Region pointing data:

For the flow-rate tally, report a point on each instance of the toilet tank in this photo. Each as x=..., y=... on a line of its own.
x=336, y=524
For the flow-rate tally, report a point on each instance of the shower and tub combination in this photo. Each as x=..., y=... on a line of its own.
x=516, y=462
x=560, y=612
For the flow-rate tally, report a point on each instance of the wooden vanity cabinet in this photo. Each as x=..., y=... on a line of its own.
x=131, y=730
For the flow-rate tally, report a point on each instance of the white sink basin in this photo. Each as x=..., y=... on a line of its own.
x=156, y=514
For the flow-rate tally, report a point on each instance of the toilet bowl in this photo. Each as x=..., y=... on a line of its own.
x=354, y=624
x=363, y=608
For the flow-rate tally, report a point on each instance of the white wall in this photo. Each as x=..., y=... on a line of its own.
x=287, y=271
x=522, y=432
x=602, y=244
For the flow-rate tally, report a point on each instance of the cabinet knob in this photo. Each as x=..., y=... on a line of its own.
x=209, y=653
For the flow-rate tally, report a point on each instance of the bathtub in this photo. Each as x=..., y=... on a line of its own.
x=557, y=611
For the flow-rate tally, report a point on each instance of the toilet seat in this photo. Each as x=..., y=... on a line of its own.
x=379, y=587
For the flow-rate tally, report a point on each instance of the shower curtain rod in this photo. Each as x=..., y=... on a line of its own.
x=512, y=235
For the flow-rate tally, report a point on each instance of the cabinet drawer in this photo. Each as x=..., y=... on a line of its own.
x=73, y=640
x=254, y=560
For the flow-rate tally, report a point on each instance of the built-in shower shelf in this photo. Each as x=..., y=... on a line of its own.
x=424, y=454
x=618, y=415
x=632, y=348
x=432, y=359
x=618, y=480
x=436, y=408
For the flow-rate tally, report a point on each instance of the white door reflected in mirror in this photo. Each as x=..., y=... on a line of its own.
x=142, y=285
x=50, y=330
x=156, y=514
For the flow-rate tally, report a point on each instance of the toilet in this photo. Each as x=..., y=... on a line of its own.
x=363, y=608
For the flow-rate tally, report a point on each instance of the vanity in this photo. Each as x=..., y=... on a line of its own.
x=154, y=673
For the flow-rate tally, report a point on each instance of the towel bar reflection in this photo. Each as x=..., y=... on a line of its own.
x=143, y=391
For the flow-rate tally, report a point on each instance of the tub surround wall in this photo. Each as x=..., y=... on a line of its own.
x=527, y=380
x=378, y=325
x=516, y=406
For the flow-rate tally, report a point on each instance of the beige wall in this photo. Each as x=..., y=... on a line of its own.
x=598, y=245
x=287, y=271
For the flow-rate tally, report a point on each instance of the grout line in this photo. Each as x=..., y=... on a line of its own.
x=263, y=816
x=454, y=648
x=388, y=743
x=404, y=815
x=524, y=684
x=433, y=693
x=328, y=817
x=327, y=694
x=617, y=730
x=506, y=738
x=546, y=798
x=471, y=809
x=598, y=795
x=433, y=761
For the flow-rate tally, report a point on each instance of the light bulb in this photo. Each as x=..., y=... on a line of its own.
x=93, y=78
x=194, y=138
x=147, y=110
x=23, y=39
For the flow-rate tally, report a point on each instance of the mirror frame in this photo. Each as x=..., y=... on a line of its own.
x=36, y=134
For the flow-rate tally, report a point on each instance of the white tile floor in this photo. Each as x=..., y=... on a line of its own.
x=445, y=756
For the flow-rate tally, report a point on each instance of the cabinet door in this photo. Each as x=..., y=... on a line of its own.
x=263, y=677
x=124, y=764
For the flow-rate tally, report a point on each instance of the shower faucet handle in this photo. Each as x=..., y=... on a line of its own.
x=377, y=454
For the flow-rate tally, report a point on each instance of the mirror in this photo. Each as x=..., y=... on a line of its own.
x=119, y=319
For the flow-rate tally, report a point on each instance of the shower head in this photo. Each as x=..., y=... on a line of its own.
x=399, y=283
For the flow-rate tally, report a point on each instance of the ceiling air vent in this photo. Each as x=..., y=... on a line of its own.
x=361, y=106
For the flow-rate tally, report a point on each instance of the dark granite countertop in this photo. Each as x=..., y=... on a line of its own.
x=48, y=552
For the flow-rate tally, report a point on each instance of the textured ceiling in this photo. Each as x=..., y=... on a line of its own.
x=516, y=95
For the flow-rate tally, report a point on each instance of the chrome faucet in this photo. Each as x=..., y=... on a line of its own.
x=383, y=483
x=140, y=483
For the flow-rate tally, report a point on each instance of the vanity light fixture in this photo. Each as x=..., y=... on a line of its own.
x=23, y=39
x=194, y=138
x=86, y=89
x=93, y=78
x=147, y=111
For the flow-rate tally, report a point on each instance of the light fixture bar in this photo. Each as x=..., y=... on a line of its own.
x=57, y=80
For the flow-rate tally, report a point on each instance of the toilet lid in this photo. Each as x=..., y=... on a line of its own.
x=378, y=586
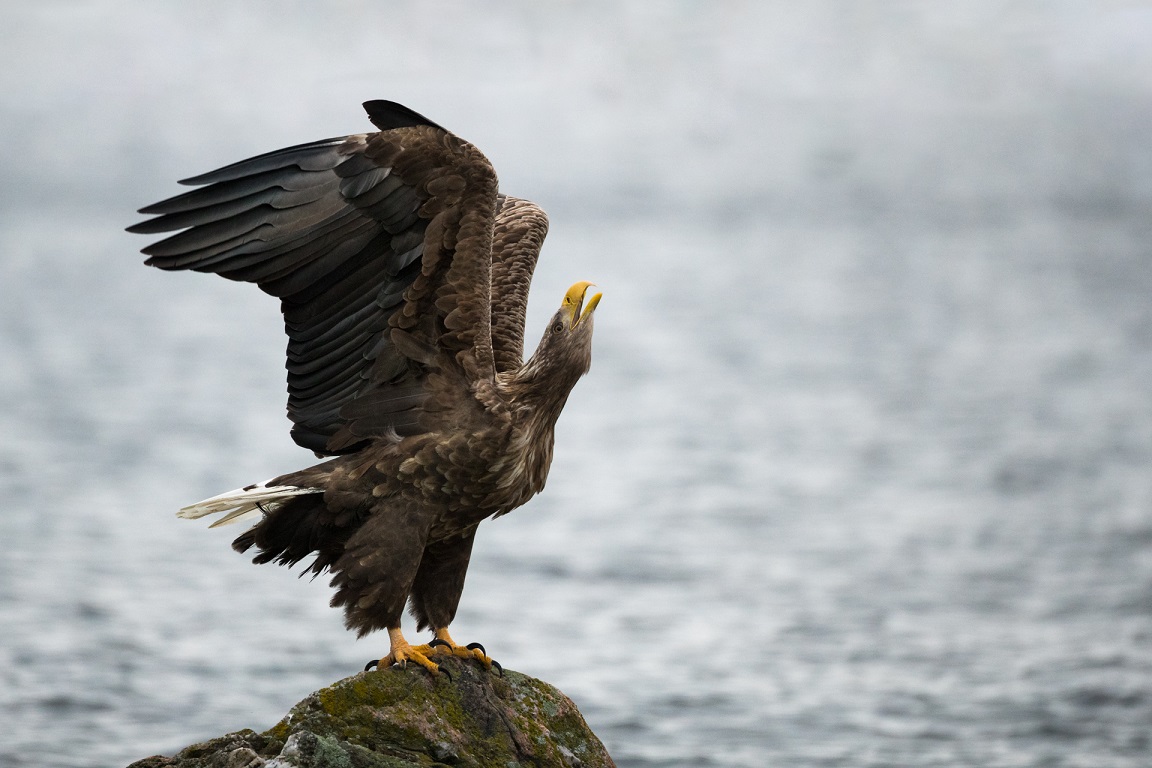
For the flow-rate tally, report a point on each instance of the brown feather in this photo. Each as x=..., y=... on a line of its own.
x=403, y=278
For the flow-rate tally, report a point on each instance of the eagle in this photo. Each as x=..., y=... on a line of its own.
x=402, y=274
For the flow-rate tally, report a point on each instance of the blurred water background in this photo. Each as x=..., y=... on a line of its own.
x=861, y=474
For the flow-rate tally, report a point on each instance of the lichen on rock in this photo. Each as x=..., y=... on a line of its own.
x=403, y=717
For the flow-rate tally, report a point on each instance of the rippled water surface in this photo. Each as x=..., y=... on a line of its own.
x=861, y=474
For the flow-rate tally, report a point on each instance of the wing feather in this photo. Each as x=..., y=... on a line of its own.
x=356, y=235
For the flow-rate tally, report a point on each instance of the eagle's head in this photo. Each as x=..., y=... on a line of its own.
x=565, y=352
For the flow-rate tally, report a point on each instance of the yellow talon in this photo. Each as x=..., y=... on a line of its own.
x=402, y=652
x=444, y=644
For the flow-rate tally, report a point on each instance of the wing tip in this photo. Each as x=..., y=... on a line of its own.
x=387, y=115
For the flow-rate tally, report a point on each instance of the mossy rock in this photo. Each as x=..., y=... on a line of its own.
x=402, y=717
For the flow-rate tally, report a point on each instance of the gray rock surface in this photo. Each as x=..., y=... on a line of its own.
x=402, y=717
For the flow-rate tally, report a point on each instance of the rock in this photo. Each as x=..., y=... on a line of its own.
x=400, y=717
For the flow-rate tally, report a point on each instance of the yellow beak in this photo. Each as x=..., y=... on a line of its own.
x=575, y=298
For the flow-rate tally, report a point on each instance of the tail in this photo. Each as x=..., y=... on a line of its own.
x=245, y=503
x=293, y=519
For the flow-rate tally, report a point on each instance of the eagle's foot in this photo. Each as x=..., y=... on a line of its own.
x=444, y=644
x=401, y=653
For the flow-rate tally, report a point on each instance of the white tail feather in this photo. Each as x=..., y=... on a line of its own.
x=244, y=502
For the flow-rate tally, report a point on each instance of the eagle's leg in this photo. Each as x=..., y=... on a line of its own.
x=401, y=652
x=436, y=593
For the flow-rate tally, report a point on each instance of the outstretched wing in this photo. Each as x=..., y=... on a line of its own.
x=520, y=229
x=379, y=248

Try it:
Give the lines of the entries above exactly as they appear, leaving out each picture.

Completed exercise:
For the flow-rate tally, report a point on each instance of the toilet tank in this photo. Each as x=..., y=... on a line of its own.
x=336, y=524
For the flow-rate tally, report a point on each instance of the shower and tub combination in this photo. Each as x=..., y=... on a line of its own.
x=516, y=462
x=560, y=612
For the flow-rate tally, report a point on each instance of the wooden vanity cabinet in this photo. Each as x=..., y=... on a line of its own.
x=131, y=730
For the flow-rate tally, report a point on each instance of the white sink basin in this photo. Each as x=..., y=... on a line of its own.
x=156, y=514
For the flow-rate tally, report a point on each instance of the toilet bowl in this photo. Each as x=..., y=... on a line of its own.
x=354, y=624
x=363, y=608
For the flow-rate tally, report a point on each instance of the white wall in this photo. Each as x=..., y=... on a line of its own.
x=287, y=271
x=522, y=432
x=602, y=244
For the flow-rate tally, report a point on each instance of the cabinet knob in this photo. Each as x=..., y=... on a line of its own.
x=209, y=653
For the flow-rate tally, report a point on each instance of the bathtub in this photo. Each as x=..., y=... on a line of its own.
x=557, y=611
For the flow-rate tally, report a point on each instance of the toilet seat in this photo. Each as x=..., y=... on a line of its own.
x=379, y=587
For the flow-rate tally, report a point on each instance of the shower curtain rod in this photo. Each as x=..., y=... on a line of its own.
x=512, y=235
For the flow-rate tally, report a point on each instance of the cabinet drawer in this photo. Each as x=..., y=... on a line of its own.
x=73, y=640
x=254, y=560
For the flow-rate tally, report a point on each instance of the built-in shower shelf in this photo. Each as x=..., y=... on a line of its own.
x=424, y=454
x=618, y=415
x=632, y=348
x=432, y=359
x=618, y=480
x=436, y=408
For the flow-rate tally, report a point on each instance of the white door reflected in mirror in this photo. Each as x=..., y=... on a line of its own.
x=142, y=285
x=50, y=330
x=156, y=514
For the flow-rate tally, report a point on each instance of the toilet in this photo. Each as x=..., y=... on a line of its own.
x=363, y=608
For the flow-rate tally, report a point on each instance of the vanity in this photo. Each as x=..., y=... on a line of its own.
x=154, y=673
For the flow-rate tally, report a point on each instance of the towel bar reflection in this photo. Each as x=..., y=... on a line of its own.
x=143, y=391
For the flow-rate tally, report a point on each instance of the tub surround wall in this photo. Each as x=..., y=... on a line of its own.
x=527, y=380
x=378, y=325
x=516, y=406
For the flow-rate tally, report a point on each instance of the beige wall in this photo. Each as x=..., y=... on a line of its own.
x=598, y=245
x=287, y=271
For the flow-rate tally, report a point on each instance of the grout line in this photo. Each as x=..., y=... on a line of its own.
x=263, y=816
x=454, y=648
x=388, y=743
x=404, y=815
x=524, y=684
x=433, y=693
x=328, y=817
x=327, y=694
x=617, y=730
x=506, y=738
x=546, y=798
x=471, y=809
x=598, y=795
x=433, y=761
For the flow-rate tally, report a point on each instance of the light bulb in this photo. Each as x=..., y=... on a line of its own.
x=93, y=78
x=194, y=138
x=147, y=110
x=23, y=39
For the flow-rate tally, report a point on each instance of the mirror frame in this photo. Each as x=..., y=... on a line of its own.
x=36, y=134
For the flow-rate tally, report a point on each instance of the white tile floor in this photo. Each as x=..., y=... on a line of its own.
x=445, y=756
For the flow-rate tally, report a point on each instance of the cabinet door in this photo. Each as x=..., y=... on a line of its own.
x=263, y=677
x=124, y=764
For the flow-rate tally, report a point on each instance of the shower faucet handle in this photo. Each as x=..., y=... on a line of its own.
x=377, y=454
For the flow-rate tally, report a point on each instance of the mirror in this photo. Each as x=..., y=... on a line of its own.
x=119, y=319
For the flow-rate tally, report a point on each instance of the shower head in this photo. Each as x=..., y=... on a line of its own.
x=399, y=283
For the flow-rate tally, report a point on each instance of the ceiling air vent in this photo. Each as x=..., y=... on a line of its own.
x=361, y=106
For the flow-rate tally, report a point on each instance of the dark granite countertop in this photo. Each as x=..., y=... on a line of its own.
x=48, y=552
For the flow-rate tally, report a point on each instance of the textured ceiling in this photo. Each as x=..., y=... on a line of its own.
x=516, y=95
For the flow-rate tally, report a point on each instance of the chrome faucet in this photo. Each as x=..., y=... on a line of its own.
x=383, y=483
x=140, y=483
For the flow-rate tally, report a point on each instance of the vanity light fixture in this photo. Each as x=..., y=... on a line of its own.
x=23, y=39
x=194, y=138
x=86, y=89
x=93, y=78
x=147, y=111
For the flow-rate tally, report a point on each instance of the light fixture bar in this photo. Each as x=..., y=... on a line of its own.
x=57, y=80
For the flow-rate tally, report a point on each instance of the toilet lid in this photo. Each as x=..., y=... on a line of its own.
x=378, y=586
For the flow-rate tally, report a point on each instance of the brown feather in this photo. Each as x=..., y=... on a line of its own.
x=403, y=278
For the flow-rate tally, report a point on each instance of the eagle in this photo. Each as x=..., y=... on a line of its own.
x=402, y=274
For the flow-rate tally, report a point on each instance of the blurred water background in this photo. Each as x=..., y=... on a line of its own.
x=861, y=474
For the flow-rate tally, report a point on each instance of the lichen on rock in this photo. Each as x=..., y=... on a line of its own.
x=403, y=717
For the flow-rate tally, report a point on each instance of the rippled water surface in this photo. Each as x=..., y=... on a line of its own.
x=861, y=474
For the flow-rate tally, report a point on each instance of the wing feather in this photo. Each as x=..., y=... on a line of its own.
x=356, y=235
For the flow-rate tally, report a point on each instance of the eagle's head in this photo. Each as x=..., y=... on a line of its own.
x=565, y=352
For the flow-rate tally, report a point on each instance of the yellow talon in this photo. Each as x=..., y=... on a line of its own.
x=402, y=652
x=444, y=644
For the flow-rate tally, report a point on each instance of the wing tip in this photo. Each as x=..., y=... on a line of its own.
x=387, y=115
For the flow-rate tally, report a point on each instance of the mossy rock in this photo. Each as x=..., y=... on a line of its own.
x=402, y=717
For the flow-rate tally, report a point on each instance of the gray rock surface in this photo. Each as x=..., y=... on a line of its own.
x=402, y=717
For the flow-rate tally, report a point on each instance of the rock in this photo. Each as x=..., y=... on a line of its own.
x=400, y=717
For the flow-rate tally, report a point on each instance of the yellow beak in this photo. Each as x=..., y=... on a line of its own.
x=575, y=298
For the flow-rate tally, report a point on each instance of the tail in this photo. Each as x=..., y=... on a line of its own.
x=245, y=503
x=293, y=519
For the flow-rate tally, report a point on each instance of the eagle's foot in this photo. Each as x=..., y=... on a line of its own.
x=444, y=644
x=401, y=653
For the flow-rate tally, report a point on each instance of the white tail feather in this photo. Each as x=..., y=... on a line of its own.
x=244, y=502
For the flow-rate tally, report a point on each instance of the eagle's leg in this photo. Each as x=..., y=... on a line of its own.
x=401, y=652
x=436, y=593
For the flow-rate tally, report a point on each instance of the outstretched wing in this photo. Each as x=..., y=... on a line of its own.
x=520, y=229
x=379, y=248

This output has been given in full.